DATASET ENTRIES =>
——

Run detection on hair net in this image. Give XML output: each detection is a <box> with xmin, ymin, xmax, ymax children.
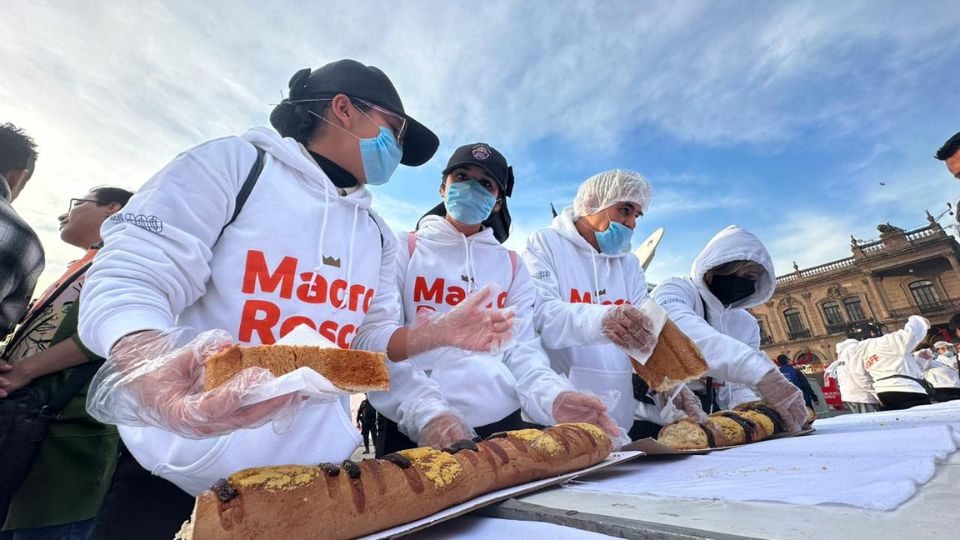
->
<box><xmin>573</xmin><ymin>169</ymin><xmax>653</xmax><ymax>217</ymax></box>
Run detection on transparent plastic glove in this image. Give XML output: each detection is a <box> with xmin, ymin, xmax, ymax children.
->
<box><xmin>420</xmin><ymin>413</ymin><xmax>477</xmax><ymax>450</ymax></box>
<box><xmin>757</xmin><ymin>369</ymin><xmax>807</xmax><ymax>431</ymax></box>
<box><xmin>87</xmin><ymin>328</ymin><xmax>301</xmax><ymax>439</ymax></box>
<box><xmin>654</xmin><ymin>384</ymin><xmax>707</xmax><ymax>424</ymax></box>
<box><xmin>553</xmin><ymin>391</ymin><xmax>621</xmax><ymax>440</ymax></box>
<box><xmin>600</xmin><ymin>304</ymin><xmax>657</xmax><ymax>357</ymax></box>
<box><xmin>407</xmin><ymin>285</ymin><xmax>516</xmax><ymax>356</ymax></box>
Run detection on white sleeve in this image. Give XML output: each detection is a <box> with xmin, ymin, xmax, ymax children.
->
<box><xmin>523</xmin><ymin>233</ymin><xmax>610</xmax><ymax>349</ymax></box>
<box><xmin>352</xmin><ymin>212</ymin><xmax>409</xmax><ymax>352</ymax></box>
<box><xmin>653</xmin><ymin>278</ymin><xmax>774</xmax><ymax>386</ymax></box>
<box><xmin>870</xmin><ymin>315</ymin><xmax>930</xmax><ymax>357</ymax></box>
<box><xmin>504</xmin><ymin>261</ymin><xmax>574</xmax><ymax>426</ymax></box>
<box><xmin>368</xmin><ymin>233</ymin><xmax>453</xmax><ymax>442</ymax></box>
<box><xmin>78</xmin><ymin>137</ymin><xmax>256</xmax><ymax>357</ymax></box>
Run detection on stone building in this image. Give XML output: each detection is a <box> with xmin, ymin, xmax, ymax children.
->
<box><xmin>750</xmin><ymin>213</ymin><xmax>960</xmax><ymax>383</ymax></box>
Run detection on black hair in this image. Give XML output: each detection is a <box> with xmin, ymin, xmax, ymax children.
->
<box><xmin>0</xmin><ymin>123</ymin><xmax>37</xmax><ymax>174</ymax></box>
<box><xmin>934</xmin><ymin>131</ymin><xmax>960</xmax><ymax>161</ymax></box>
<box><xmin>90</xmin><ymin>186</ymin><xmax>133</xmax><ymax>208</ymax></box>
<box><xmin>270</xmin><ymin>96</ymin><xmax>370</xmax><ymax>146</ymax></box>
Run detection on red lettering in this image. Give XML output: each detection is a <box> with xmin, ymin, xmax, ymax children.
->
<box><xmin>297</xmin><ymin>272</ymin><xmax>327</xmax><ymax>304</ymax></box>
<box><xmin>237</xmin><ymin>300</ymin><xmax>280</xmax><ymax>345</ymax></box>
<box><xmin>330</xmin><ymin>279</ymin><xmax>347</xmax><ymax>308</ymax></box>
<box><xmin>280</xmin><ymin>315</ymin><xmax>317</xmax><ymax>337</ymax></box>
<box><xmin>441</xmin><ymin>280</ymin><xmax>467</xmax><ymax>306</ymax></box>
<box><xmin>337</xmin><ymin>324</ymin><xmax>357</xmax><ymax>349</ymax></box>
<box><xmin>347</xmin><ymin>284</ymin><xmax>367</xmax><ymax>311</ymax></box>
<box><xmin>413</xmin><ymin>276</ymin><xmax>443</xmax><ymax>304</ymax></box>
<box><xmin>243</xmin><ymin>249</ymin><xmax>297</xmax><ymax>299</ymax></box>
<box><xmin>363</xmin><ymin>289</ymin><xmax>373</xmax><ymax>313</ymax></box>
<box><xmin>317</xmin><ymin>321</ymin><xmax>338</xmax><ymax>343</ymax></box>
<box><xmin>570</xmin><ymin>289</ymin><xmax>593</xmax><ymax>304</ymax></box>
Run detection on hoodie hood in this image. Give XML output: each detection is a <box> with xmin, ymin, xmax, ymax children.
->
<box><xmin>690</xmin><ymin>225</ymin><xmax>777</xmax><ymax>309</ymax></box>
<box><xmin>550</xmin><ymin>206</ymin><xmax>633</xmax><ymax>259</ymax></box>
<box><xmin>240</xmin><ymin>127</ymin><xmax>373</xmax><ymax>210</ymax></box>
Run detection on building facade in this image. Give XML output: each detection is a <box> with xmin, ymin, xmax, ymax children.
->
<box><xmin>750</xmin><ymin>213</ymin><xmax>960</xmax><ymax>383</ymax></box>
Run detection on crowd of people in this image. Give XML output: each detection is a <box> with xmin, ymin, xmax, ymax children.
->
<box><xmin>0</xmin><ymin>60</ymin><xmax>960</xmax><ymax>540</ymax></box>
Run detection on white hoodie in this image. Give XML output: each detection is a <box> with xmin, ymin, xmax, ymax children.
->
<box><xmin>856</xmin><ymin>315</ymin><xmax>930</xmax><ymax>394</ymax></box>
<box><xmin>369</xmin><ymin>216</ymin><xmax>574</xmax><ymax>440</ymax></box>
<box><xmin>523</xmin><ymin>208</ymin><xmax>652</xmax><ymax>430</ymax></box>
<box><xmin>828</xmin><ymin>339</ymin><xmax>880</xmax><ymax>404</ymax></box>
<box><xmin>652</xmin><ymin>225</ymin><xmax>776</xmax><ymax>394</ymax></box>
<box><xmin>79</xmin><ymin>128</ymin><xmax>400</xmax><ymax>494</ymax></box>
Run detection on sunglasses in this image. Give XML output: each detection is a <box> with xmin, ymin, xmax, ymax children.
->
<box><xmin>67</xmin><ymin>199</ymin><xmax>100</xmax><ymax>213</ymax></box>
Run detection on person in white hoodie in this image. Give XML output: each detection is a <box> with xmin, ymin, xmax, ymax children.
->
<box><xmin>523</xmin><ymin>170</ymin><xmax>703</xmax><ymax>440</ymax></box>
<box><xmin>79</xmin><ymin>60</ymin><xmax>513</xmax><ymax>534</ymax></box>
<box><xmin>827</xmin><ymin>338</ymin><xmax>880</xmax><ymax>413</ymax></box>
<box><xmin>370</xmin><ymin>143</ymin><xmax>619</xmax><ymax>456</ymax></box>
<box><xmin>653</xmin><ymin>225</ymin><xmax>807</xmax><ymax>431</ymax></box>
<box><xmin>843</xmin><ymin>315</ymin><xmax>933</xmax><ymax>411</ymax></box>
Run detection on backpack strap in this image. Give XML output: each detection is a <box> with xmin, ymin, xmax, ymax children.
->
<box><xmin>407</xmin><ymin>231</ymin><xmax>417</xmax><ymax>257</ymax></box>
<box><xmin>217</xmin><ymin>146</ymin><xmax>266</xmax><ymax>241</ymax></box>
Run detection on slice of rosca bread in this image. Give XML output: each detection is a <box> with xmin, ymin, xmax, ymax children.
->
<box><xmin>630</xmin><ymin>319</ymin><xmax>707</xmax><ymax>392</ymax></box>
<box><xmin>203</xmin><ymin>345</ymin><xmax>390</xmax><ymax>392</ymax></box>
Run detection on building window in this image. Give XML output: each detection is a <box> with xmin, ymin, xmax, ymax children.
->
<box><xmin>783</xmin><ymin>308</ymin><xmax>810</xmax><ymax>339</ymax></box>
<box><xmin>910</xmin><ymin>281</ymin><xmax>940</xmax><ymax>308</ymax></box>
<box><xmin>820</xmin><ymin>302</ymin><xmax>843</xmax><ymax>326</ymax></box>
<box><xmin>843</xmin><ymin>296</ymin><xmax>866</xmax><ymax>322</ymax></box>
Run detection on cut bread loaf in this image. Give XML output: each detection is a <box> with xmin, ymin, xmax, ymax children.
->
<box><xmin>179</xmin><ymin>424</ymin><xmax>611</xmax><ymax>540</ymax></box>
<box><xmin>203</xmin><ymin>345</ymin><xmax>390</xmax><ymax>392</ymax></box>
<box><xmin>630</xmin><ymin>319</ymin><xmax>708</xmax><ymax>392</ymax></box>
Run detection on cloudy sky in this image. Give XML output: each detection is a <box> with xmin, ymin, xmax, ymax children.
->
<box><xmin>0</xmin><ymin>0</ymin><xmax>960</xmax><ymax>292</ymax></box>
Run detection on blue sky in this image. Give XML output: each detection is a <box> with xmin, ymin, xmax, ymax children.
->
<box><xmin>0</xmin><ymin>0</ymin><xmax>960</xmax><ymax>292</ymax></box>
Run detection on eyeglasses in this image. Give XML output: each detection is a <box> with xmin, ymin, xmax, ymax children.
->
<box><xmin>355</xmin><ymin>98</ymin><xmax>407</xmax><ymax>146</ymax></box>
<box><xmin>288</xmin><ymin>98</ymin><xmax>407</xmax><ymax>147</ymax></box>
<box><xmin>67</xmin><ymin>199</ymin><xmax>100</xmax><ymax>213</ymax></box>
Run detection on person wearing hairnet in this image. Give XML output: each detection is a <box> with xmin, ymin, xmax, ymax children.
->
<box><xmin>73</xmin><ymin>60</ymin><xmax>513</xmax><ymax>536</ymax></box>
<box><xmin>523</xmin><ymin>169</ymin><xmax>703</xmax><ymax>440</ymax></box>
<box><xmin>653</xmin><ymin>225</ymin><xmax>807</xmax><ymax>431</ymax></box>
<box><xmin>913</xmin><ymin>341</ymin><xmax>960</xmax><ymax>402</ymax></box>
<box><xmin>933</xmin><ymin>341</ymin><xmax>960</xmax><ymax>371</ymax></box>
<box><xmin>370</xmin><ymin>143</ymin><xmax>619</xmax><ymax>456</ymax></box>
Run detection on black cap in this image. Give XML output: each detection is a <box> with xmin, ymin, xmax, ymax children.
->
<box><xmin>290</xmin><ymin>59</ymin><xmax>440</xmax><ymax>166</ymax></box>
<box><xmin>443</xmin><ymin>143</ymin><xmax>513</xmax><ymax>197</ymax></box>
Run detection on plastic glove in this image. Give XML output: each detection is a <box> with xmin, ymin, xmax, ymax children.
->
<box><xmin>600</xmin><ymin>304</ymin><xmax>657</xmax><ymax>356</ymax></box>
<box><xmin>407</xmin><ymin>285</ymin><xmax>515</xmax><ymax>356</ymax></box>
<box><xmin>757</xmin><ymin>369</ymin><xmax>807</xmax><ymax>431</ymax></box>
<box><xmin>87</xmin><ymin>328</ymin><xmax>301</xmax><ymax>439</ymax></box>
<box><xmin>420</xmin><ymin>413</ymin><xmax>477</xmax><ymax>450</ymax></box>
<box><xmin>654</xmin><ymin>384</ymin><xmax>707</xmax><ymax>423</ymax></box>
<box><xmin>553</xmin><ymin>391</ymin><xmax>620</xmax><ymax>440</ymax></box>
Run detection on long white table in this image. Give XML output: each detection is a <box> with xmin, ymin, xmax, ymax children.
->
<box><xmin>412</xmin><ymin>402</ymin><xmax>960</xmax><ymax>540</ymax></box>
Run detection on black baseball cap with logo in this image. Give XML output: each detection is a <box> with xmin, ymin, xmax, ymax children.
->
<box><xmin>443</xmin><ymin>143</ymin><xmax>513</xmax><ymax>197</ymax></box>
<box><xmin>271</xmin><ymin>59</ymin><xmax>440</xmax><ymax>166</ymax></box>
<box><xmin>417</xmin><ymin>143</ymin><xmax>514</xmax><ymax>244</ymax></box>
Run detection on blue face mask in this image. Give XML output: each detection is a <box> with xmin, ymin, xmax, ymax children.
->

——

Please rewrite the part of the items that opens with the line containing "Run detection on black cap" and runs through the end of the items, changing "Give XML output" to "Return XML output" and leaving everything else as it is. Return only those lines.

Run detection on black cap in this image. Return XML output: each detection is a <box> with xmin, ymin, xmax, ymax children.
->
<box><xmin>290</xmin><ymin>59</ymin><xmax>440</xmax><ymax>166</ymax></box>
<box><xmin>443</xmin><ymin>143</ymin><xmax>513</xmax><ymax>197</ymax></box>
Run detection on plastic glove in this image. Return XML output: each detection is a <box> with xmin, ymin, xmax, ymax children.
->
<box><xmin>600</xmin><ymin>304</ymin><xmax>657</xmax><ymax>356</ymax></box>
<box><xmin>407</xmin><ymin>285</ymin><xmax>515</xmax><ymax>356</ymax></box>
<box><xmin>757</xmin><ymin>369</ymin><xmax>807</xmax><ymax>431</ymax></box>
<box><xmin>87</xmin><ymin>328</ymin><xmax>301</xmax><ymax>439</ymax></box>
<box><xmin>420</xmin><ymin>413</ymin><xmax>477</xmax><ymax>450</ymax></box>
<box><xmin>654</xmin><ymin>384</ymin><xmax>707</xmax><ymax>423</ymax></box>
<box><xmin>553</xmin><ymin>391</ymin><xmax>620</xmax><ymax>440</ymax></box>
Run detection on long white table in this image. Return XML output: each detection is a <box> with xmin, ymin, xmax, ymax children.
->
<box><xmin>412</xmin><ymin>402</ymin><xmax>960</xmax><ymax>540</ymax></box>
Run detection on black baseball cap with logo in this image. Return XML output: each detection is a <box> with xmin, ymin, xmax, ymax children.
->
<box><xmin>443</xmin><ymin>143</ymin><xmax>513</xmax><ymax>197</ymax></box>
<box><xmin>271</xmin><ymin>59</ymin><xmax>440</xmax><ymax>166</ymax></box>
<box><xmin>417</xmin><ymin>143</ymin><xmax>514</xmax><ymax>244</ymax></box>
Run detection on blue face mask in this image. Return XML output: each detection is a <box> with xmin, ymin, xmax, ymax children.
->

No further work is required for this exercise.